--- Start Excerpt provided ---

Right, and since the ThreadPlanStepOverBreakpoint responds true to StopOthers, all the other threads get suspended. Once the breakpoint is restored and stepped over and the ThreadPlanStepOverBreakpoint is popped, the rest of the threads are still suspended.

But ThreadPlanBase::ShouldStop returns false, so if all your threads are running just the ThreadPlanBase, then they should all resume.

Except that ShouldStop is not called for threads that are already suspended (Thread::ShouldStop has an early out if the resume state is eStateSuspended). So I still don’t see how those threads can ever get out of the suspended state.

Currently ThreadWindows::WillResume() looks like this:

void
TargetThreadWindows::WillResume(lldb::StateType resume_state)
{
SetResumeState(resume_state);
}

I originally put this code in because that’s what one or two of the other plugins did and I wasn’t sure what the “correct” thing to do was. I’m not sure if it’s correct though, or if it could be a cause for the bug. But if the resume state is eStateSuspended as you say, then that suggests that something lower level already decided that this thread should continue to be suspended after the user continues. So the bug might actually still be earlier.

There’s not a lot of logging in ThreadList::WillResume, I wonder if it would be worth adding some?

I think Zach’s right. The only plugin that calls SetResumeState inside WillResume is POSIXThread, and that seems to be overridden by FreeBSDThread.

If I remove the call of SetResumeState from TargetThreadWindows::WillResume, everything starts to work.

I’ll look into adding some logging in ThreadList::WillResume.

Thanks everyone.

I’m not quite ready to throw the blanket over this one yet :slight_smile:

What was the value of resume_state when it called WillResume()? It sounds like it was eStateSuspended, which if that’s the case, then it still seems like something deeper inside of LLDB’s thread plans is confused about something, because calling WillResume(eStateSuspended) means “The process is seriously about to resume, and when it does, this thread is not going to remain suspended”.

But it’s possible I’m not understanding something about the interaction between resume states and the thread plans.

Do you have any insight here Jim?

s/is not going to/is going to/

ThreadList::WillResume, near the bottom, ends up calling ShouldResume(eStateSuspended) on the other threads, because the ThreadPlanStepOverBreakpoint::StopOthers says it should.

Thread::ShouldResume effectively passes its parameter on to the thread’s WillResume, with the comment, “Let Thread subclasses do any special work they need to prior to resuming.”

Ahh, I find it a little confusing that ShouldResume() calls WillResume(). ShouldResume() to me sounds like a function that should be const. It seems like it should just ask a question and gets a yes/no answer, but not modify anything.

But looking over the code, it looks like WillResume() actually means “I don’t know if you need to resume or not, but if you do, then do it, and if you don’t, then tell me that by returning false”

--- End Excerpt provided ---

Set problem 1 –
Answer these from the LLDB forum thread:
(a) What does ThreadPlanBase::ShouldStop return?
(b) Which plugin is the only one that calls SetResumeState inside WillResume?
(c) What happens when the call of SetResumeState is removed from TargetThreadWindows::WillResume?
Set problem 2 – Carry the LLDB forum thread on past its last post.
Nothing here makes use of the rows.

--- Start Data shown ---

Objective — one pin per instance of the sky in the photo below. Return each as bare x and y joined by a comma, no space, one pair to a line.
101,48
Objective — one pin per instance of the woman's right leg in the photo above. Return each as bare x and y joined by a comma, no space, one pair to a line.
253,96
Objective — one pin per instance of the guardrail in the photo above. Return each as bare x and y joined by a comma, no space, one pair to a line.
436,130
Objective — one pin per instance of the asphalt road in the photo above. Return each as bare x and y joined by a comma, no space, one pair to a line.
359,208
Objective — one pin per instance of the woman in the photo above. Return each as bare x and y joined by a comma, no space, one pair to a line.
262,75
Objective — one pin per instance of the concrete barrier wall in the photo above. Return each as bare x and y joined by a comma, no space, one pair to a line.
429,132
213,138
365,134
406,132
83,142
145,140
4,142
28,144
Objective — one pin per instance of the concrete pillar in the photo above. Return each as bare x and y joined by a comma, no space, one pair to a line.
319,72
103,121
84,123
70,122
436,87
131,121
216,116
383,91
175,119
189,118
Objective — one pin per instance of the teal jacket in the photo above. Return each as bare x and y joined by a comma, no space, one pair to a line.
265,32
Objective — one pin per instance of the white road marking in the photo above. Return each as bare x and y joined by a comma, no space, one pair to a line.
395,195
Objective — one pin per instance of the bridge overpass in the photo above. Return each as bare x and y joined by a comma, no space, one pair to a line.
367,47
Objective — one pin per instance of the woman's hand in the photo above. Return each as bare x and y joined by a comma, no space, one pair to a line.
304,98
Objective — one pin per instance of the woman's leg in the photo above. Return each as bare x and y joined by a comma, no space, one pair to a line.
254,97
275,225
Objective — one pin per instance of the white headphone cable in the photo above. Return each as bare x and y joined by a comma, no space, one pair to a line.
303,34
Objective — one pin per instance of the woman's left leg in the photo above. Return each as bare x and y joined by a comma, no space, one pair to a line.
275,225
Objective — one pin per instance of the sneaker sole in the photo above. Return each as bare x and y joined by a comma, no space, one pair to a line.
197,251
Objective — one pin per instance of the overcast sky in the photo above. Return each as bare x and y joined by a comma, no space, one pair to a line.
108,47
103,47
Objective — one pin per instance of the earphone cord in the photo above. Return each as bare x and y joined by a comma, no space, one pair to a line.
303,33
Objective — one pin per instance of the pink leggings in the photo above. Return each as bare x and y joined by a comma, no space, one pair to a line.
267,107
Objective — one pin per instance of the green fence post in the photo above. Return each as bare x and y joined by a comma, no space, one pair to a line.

--- End Data shown ---

Task response 1 –
(a) False.
(b) POSIXThread.
(c) Everything starts to work.

Task response 2 –
I agree that the naming of these functions are suboptimal indicators of what they do.

One thing to keep in mind is that there are two kinds of "resume state". There's the user-specified resume state, which is set by Thread::SetResumeState, and is stored in m_resume_state in the thread. It should start out "running" and never change unless some user command does so.

I don't know why you are ever calling "SetResumeState" on Windows threads, that's not something you should have to do. Who is changing this value? ProcessGDBRemote calls this in one place, but that is when we are restarting a process to kill it, and we're just trying to keep all the other threads from doing something annoying like crashing while we're trying to kill it. In general, though, internal to lldb you should never need to change this.

The more relevant state is the current thread resume state, which records what the thread is going to do on this particular resume. This state is stored in m_temporary_resume_state. That will control the state of this thread on resume, but note that should only ever get consulted on the "should stop" side of the thread plan logic. And of course if m_resume_state is eStateSuspended, that should short-circuit any of our normal logic about this thread.

There is another tricky bit about the whole resume negotiation, which is that you may not need to resume the target at all to perform the continue action. For instance, if you have nested inline functions which begin on the same address, then "step in" on that thread just moves the virtual "inline depth" to the next younger stack frame, but doesn't move the PC at all. So ShouldResume can return false.

So the first step is to take out the call to SetResumeState, that's not something you should ever have to do. Then if that causes problems, we should figure out what's going wrong on Windows.

Jim

One thing to keep in mind is that there are two kinds of "resume state". There's the user-specified resume state, which is set by Thread::SetResumeState, and is stored in m_resume_state in the thread. It should start out "running" and never change unless some user command does so.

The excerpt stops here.